Supplied data:

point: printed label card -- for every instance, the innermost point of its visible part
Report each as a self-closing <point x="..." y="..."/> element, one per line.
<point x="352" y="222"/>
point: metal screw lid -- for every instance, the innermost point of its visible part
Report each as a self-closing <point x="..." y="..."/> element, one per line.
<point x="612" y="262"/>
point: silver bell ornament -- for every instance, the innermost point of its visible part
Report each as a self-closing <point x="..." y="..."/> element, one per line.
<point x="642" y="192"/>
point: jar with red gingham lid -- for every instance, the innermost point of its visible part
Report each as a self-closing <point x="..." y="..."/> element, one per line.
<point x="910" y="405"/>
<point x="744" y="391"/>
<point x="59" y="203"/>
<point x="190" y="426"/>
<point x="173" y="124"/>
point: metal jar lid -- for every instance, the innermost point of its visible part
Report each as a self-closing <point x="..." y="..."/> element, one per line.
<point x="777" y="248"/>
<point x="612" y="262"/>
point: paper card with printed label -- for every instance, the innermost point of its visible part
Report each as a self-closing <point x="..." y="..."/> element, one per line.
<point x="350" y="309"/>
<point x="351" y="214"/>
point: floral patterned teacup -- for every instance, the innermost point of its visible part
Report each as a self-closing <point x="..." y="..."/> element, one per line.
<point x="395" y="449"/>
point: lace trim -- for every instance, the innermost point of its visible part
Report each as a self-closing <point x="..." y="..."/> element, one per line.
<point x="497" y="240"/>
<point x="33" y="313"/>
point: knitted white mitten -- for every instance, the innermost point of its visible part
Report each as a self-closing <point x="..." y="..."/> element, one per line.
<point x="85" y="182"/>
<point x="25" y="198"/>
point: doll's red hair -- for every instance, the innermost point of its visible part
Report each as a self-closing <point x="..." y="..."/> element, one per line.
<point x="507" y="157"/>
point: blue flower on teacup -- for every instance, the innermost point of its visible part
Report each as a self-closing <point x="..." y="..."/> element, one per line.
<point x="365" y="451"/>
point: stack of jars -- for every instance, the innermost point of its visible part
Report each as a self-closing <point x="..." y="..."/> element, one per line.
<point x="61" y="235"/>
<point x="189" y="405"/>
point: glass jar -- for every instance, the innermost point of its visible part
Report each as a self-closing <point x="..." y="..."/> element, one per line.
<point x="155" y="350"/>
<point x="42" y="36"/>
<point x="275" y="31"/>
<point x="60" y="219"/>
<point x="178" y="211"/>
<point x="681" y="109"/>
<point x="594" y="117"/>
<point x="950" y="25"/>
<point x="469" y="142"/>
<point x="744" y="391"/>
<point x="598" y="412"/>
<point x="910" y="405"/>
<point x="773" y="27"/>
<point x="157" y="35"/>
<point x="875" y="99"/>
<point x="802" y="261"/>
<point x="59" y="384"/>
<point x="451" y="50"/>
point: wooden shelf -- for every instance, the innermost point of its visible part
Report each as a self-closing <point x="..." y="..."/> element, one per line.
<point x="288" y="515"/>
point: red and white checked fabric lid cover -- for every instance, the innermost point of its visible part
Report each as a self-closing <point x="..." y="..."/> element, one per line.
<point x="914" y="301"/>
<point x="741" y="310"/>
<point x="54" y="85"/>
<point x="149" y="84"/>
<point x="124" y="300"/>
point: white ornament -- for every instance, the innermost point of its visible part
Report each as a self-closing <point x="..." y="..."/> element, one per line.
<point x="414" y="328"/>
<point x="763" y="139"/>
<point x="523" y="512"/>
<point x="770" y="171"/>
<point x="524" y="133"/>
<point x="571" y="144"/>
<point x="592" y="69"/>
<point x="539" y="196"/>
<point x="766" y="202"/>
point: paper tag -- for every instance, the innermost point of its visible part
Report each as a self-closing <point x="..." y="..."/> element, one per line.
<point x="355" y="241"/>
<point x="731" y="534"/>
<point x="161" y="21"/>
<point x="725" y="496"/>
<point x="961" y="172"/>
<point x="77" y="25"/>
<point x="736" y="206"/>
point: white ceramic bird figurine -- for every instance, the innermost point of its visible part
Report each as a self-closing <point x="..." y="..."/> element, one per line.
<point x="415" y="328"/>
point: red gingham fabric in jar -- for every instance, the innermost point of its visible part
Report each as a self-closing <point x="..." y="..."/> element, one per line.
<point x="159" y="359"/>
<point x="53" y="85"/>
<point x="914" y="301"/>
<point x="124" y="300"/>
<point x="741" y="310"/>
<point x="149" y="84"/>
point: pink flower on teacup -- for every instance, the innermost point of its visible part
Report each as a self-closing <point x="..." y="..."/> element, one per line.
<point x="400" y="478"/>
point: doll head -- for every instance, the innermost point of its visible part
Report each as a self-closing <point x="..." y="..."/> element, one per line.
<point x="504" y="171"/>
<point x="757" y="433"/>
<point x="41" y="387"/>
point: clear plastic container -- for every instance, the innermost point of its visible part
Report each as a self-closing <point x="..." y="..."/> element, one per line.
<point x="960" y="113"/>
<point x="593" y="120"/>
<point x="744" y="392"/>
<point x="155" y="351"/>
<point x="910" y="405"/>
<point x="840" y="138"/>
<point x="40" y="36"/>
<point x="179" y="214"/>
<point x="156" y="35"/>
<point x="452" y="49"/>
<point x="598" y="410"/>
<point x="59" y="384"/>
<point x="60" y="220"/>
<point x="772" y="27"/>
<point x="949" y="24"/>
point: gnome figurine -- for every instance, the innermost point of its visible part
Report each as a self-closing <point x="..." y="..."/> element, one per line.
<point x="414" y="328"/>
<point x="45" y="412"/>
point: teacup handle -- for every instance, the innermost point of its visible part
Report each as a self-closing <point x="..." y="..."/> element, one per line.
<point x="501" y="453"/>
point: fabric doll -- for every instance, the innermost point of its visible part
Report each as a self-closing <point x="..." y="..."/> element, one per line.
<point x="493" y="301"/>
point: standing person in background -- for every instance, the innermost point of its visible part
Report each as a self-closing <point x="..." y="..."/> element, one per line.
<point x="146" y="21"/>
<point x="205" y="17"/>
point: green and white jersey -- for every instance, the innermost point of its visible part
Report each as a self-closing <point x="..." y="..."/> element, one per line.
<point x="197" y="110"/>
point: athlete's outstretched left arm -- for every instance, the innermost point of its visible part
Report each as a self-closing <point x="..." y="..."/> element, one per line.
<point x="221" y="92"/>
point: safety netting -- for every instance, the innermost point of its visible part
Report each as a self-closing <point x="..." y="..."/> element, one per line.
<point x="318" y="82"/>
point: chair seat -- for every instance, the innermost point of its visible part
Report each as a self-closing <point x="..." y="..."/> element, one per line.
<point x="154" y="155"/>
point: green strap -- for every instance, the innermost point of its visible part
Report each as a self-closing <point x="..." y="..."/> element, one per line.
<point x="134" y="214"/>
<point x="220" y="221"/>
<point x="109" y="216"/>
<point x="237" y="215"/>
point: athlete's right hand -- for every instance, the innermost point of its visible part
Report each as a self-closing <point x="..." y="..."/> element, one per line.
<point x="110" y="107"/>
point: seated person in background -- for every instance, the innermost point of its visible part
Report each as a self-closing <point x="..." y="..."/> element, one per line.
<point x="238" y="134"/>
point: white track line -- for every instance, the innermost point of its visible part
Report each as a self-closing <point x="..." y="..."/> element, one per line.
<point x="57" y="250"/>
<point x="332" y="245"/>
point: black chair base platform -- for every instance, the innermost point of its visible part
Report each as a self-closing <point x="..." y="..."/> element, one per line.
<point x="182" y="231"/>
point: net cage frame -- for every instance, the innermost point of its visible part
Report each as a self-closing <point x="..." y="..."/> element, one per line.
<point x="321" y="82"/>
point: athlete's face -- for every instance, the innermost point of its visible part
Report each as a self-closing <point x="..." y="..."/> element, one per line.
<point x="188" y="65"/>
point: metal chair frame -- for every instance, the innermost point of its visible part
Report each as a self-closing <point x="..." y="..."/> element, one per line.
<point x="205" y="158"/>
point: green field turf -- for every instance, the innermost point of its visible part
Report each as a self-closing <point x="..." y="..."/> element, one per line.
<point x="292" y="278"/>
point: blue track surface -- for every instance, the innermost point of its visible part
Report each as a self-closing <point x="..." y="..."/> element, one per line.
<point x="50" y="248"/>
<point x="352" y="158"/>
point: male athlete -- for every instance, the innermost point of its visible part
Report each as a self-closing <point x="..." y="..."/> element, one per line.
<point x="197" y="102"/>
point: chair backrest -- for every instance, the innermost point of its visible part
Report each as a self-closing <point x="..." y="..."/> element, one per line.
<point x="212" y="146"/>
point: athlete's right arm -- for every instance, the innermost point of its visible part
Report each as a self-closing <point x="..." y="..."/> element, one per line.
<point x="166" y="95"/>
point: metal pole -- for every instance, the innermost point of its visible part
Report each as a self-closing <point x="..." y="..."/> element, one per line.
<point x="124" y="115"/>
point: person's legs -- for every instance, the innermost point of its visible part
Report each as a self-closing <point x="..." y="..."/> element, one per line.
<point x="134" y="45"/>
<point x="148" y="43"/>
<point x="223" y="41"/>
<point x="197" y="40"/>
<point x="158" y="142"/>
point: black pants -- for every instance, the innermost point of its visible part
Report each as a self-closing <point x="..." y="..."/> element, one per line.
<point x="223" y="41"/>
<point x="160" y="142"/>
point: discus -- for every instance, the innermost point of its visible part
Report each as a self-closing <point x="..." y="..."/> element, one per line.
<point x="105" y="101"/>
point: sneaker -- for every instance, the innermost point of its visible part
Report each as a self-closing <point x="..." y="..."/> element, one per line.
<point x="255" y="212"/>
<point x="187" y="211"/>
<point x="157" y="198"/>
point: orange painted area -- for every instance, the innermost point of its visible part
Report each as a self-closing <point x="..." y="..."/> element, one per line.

Instructions for the task: Locate "point: black pants" in the material, then quote the line that contains it and all lines after it through the final one.

Reply to the exercise:
point: black pants -- for every instance, the innermost point of its visible part
Report each as a self-closing <point x="..." y="..."/> element, one per line.
<point x="223" y="41"/>
<point x="160" y="142"/>
point: discus -- for every instance, the innermost point of its visible part
Report each as a self-closing <point x="..." y="..."/> element, one per line.
<point x="105" y="101"/>
point: sneaker -- for every instance, the innermost point of its visible part
Report each as a self-closing <point x="..." y="..."/> element, one per line.
<point x="255" y="212"/>
<point x="187" y="211"/>
<point x="157" y="198"/>
point: orange painted area -- for every instance, the innermost point of its visible part
Report each as a self-closing <point x="..." y="..."/> element, one per line.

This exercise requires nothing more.